Extend the text below about the pumping station turned into a castle with a few more sentences, starting after its last sentence.

#### Selection
****

The artist converted the pumping station into a self-designed castle; partly as a physical film set, partly as 3D space in the computer. He then used this computer model to convert the site and building into a classic estate. Because the Pompgemaal and its CGI version (Generated Computer Imaging) fit seamlessly together, De Beijer was able to combine his on-site recordings with his own version of the estate. The aristocrat tries to maintain the grounds as best as possible, to make contact with the outside world and to keep (imaginary) intruders out. He uses his dated military experience to do patrols and man lookouts. From his point of view, the estate is one of the last places in Europe that still belong to the old world – and he
will do everything he can to preserve this. He tries to make contact with the outside world via a refurbished radio transmitter, but his methods and calling codes have become obsolete.
In the short film Foundation, the white man has become a relic who thinks his own world is crumbling while he tries to maintain an idealized world that has long since disappeared.

****

#### Dataset excerpt
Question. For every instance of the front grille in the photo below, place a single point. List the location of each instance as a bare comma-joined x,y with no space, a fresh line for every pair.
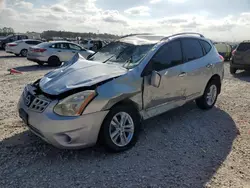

****

#### Response to the exercise
Foundation is a prelude to the artist’s first solo at dudokdegroot gallery in September 2024, I Have Seen the Future’.


In ‘I Have Seen the Future’, de Beijer extrapolated the idea of ‘Foundation’ and built an imaginary world based on the visions of the future from the 60s and 70s of his youth; Utopian wishful thinking at the time accumulated into a harsh confrontation with the excesses of the emerging consumer society. By clinging to the illusion of a glorious future, the residents of this ideal model society have ended up in a world where they desperately cling to an unworkable utopia that is constantly overtaken by reality.